╭─ Data for this task

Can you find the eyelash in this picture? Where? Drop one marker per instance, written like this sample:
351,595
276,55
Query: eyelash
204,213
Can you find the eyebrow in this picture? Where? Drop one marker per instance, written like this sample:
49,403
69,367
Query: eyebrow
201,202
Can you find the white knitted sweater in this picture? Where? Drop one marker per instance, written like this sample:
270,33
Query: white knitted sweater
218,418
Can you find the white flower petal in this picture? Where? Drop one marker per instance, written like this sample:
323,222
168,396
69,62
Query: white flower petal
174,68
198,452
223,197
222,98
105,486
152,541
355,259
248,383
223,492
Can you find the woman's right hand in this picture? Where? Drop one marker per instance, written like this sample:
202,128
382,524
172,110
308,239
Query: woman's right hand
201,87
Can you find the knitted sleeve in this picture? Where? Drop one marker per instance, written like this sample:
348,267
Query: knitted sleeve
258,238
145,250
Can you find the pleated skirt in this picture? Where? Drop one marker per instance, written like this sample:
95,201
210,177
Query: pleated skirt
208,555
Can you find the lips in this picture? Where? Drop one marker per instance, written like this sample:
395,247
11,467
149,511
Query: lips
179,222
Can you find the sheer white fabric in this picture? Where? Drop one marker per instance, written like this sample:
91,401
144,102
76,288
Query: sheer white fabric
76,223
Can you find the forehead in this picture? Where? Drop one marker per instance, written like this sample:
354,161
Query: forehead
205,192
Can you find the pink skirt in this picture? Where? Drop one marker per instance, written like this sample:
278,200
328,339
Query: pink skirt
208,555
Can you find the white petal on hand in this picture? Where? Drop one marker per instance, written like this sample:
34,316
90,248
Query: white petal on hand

╰─

What you have to do> Repeat the data precisely, line by line.

Response to this task>
Can you find the eyelash in this picture? Where? Drop one marker per instance, written like this sample:
351,595
276,55
Query: eyelash
204,213
Can you find the eyebrow in this picture? Where? Drop one marker per instance, written like this sample:
49,403
69,367
Query: eyebrow
201,202
Can you find the white knitted sweater in this picture? Where? Drop one marker per instance, written like this sample:
270,33
Query: white knitted sweater
218,418
Can you find the white flower petal in this picture? Where? Drop one marker per instance, written like this sample:
323,222
168,396
69,62
Query: white flower petal
174,68
198,452
223,197
222,98
105,486
152,541
355,259
248,383
223,492
Can you find the woman's right hand in this picture? Where? Drop one marker per instance, written like this sample:
202,128
382,524
172,110
308,239
Query: woman's right hand
201,87
Can you find the knitted sleeve in this picture? Where? Drop one marker per instance, written like this sample:
348,267
Query: knitted sleeve
258,238
145,250
Can you find the pleated skirt in this picture? Where? Drop one marker per instance, written like this sample:
95,201
210,177
Query: pleated skirt
208,555
Can you find the lips in this picture? Where? Drop one marker per instance, written like this sample:
395,247
11,467
149,511
Query: lips
179,222
Can you find the sheer white fabric in this picture? Where? Drop one marker per instance, written like this sample:
91,401
144,102
76,288
Query: sheer white fabric
76,223
Can you find the forehead in this picture? Where? Drop one marker per instance, written like this sample:
354,161
Query: forehead
205,192
Can you find the pink skirt in this picture? Where? Drop one marker per instance, written like this sample:
278,200
328,339
Query: pink skirt
208,555
Can you find the white petal on hand in this picture? Where? Drop one marker per instance, written like this sample:
34,316
90,248
Query: white petal on hand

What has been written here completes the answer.